TASK GOAL:
Return every line of the material exactly.

INPUT DATA:
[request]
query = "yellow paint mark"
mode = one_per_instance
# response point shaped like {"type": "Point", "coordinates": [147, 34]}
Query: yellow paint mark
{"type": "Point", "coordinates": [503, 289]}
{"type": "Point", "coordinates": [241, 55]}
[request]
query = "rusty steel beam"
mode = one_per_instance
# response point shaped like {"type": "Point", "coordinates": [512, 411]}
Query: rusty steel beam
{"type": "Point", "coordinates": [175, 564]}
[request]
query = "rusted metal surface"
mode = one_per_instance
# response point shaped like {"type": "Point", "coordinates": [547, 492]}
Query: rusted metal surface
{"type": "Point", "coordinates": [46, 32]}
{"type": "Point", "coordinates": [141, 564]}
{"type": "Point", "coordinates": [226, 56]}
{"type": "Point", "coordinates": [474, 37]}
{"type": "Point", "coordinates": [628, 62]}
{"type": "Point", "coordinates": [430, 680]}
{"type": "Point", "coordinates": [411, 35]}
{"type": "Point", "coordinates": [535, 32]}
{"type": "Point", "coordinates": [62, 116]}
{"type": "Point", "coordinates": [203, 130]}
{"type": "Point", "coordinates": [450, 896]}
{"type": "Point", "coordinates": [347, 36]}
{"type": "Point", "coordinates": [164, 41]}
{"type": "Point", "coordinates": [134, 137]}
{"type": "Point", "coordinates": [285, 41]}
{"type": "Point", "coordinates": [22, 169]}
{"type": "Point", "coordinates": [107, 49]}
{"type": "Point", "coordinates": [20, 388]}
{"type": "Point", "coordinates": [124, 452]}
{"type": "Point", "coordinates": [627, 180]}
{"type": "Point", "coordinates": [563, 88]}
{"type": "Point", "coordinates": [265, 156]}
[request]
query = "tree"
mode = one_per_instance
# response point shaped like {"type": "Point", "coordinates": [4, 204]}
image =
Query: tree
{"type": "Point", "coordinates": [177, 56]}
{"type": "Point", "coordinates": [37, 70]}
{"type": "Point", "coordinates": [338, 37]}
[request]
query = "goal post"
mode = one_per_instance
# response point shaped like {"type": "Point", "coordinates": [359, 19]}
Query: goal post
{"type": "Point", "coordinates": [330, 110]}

CORRECT RESULT:
[request]
query = "yellow paint mark"
mode = one_per_instance
# response point shaped like {"type": "Point", "coordinates": [147, 34]}
Query: yellow paint mark
{"type": "Point", "coordinates": [503, 289]}
{"type": "Point", "coordinates": [241, 55]}
[request]
query = "rusty steel beam"
mode = one_per_instance
# response point shaped like {"type": "Point", "coordinates": [512, 411]}
Query: rusty steel beam
{"type": "Point", "coordinates": [175, 564]}
[request]
query = "rusted metal surface"
mode = one_per_instance
# response point shaped like {"type": "Point", "coordinates": [547, 492]}
Query: rusted metal surface
{"type": "Point", "coordinates": [46, 32]}
{"type": "Point", "coordinates": [141, 564]}
{"type": "Point", "coordinates": [226, 56]}
{"type": "Point", "coordinates": [474, 37]}
{"type": "Point", "coordinates": [628, 62]}
{"type": "Point", "coordinates": [430, 680]}
{"type": "Point", "coordinates": [411, 35]}
{"type": "Point", "coordinates": [535, 32]}
{"type": "Point", "coordinates": [62, 116]}
{"type": "Point", "coordinates": [203, 130]}
{"type": "Point", "coordinates": [450, 896]}
{"type": "Point", "coordinates": [347, 36]}
{"type": "Point", "coordinates": [164, 41]}
{"type": "Point", "coordinates": [134, 137]}
{"type": "Point", "coordinates": [285, 41]}
{"type": "Point", "coordinates": [22, 169]}
{"type": "Point", "coordinates": [107, 49]}
{"type": "Point", "coordinates": [20, 388]}
{"type": "Point", "coordinates": [124, 452]}
{"type": "Point", "coordinates": [627, 180]}
{"type": "Point", "coordinates": [563, 88]}
{"type": "Point", "coordinates": [265, 156]}
[request]
query = "tree"
mode = one_per_instance
# response point shaped like {"type": "Point", "coordinates": [4, 204]}
image =
Query: tree
{"type": "Point", "coordinates": [177, 56]}
{"type": "Point", "coordinates": [37, 70]}
{"type": "Point", "coordinates": [338, 37]}
[request]
query = "goal post"
mode = one_per_instance
# response point shaped like {"type": "Point", "coordinates": [359, 19]}
Query: goal post
{"type": "Point", "coordinates": [330, 110]}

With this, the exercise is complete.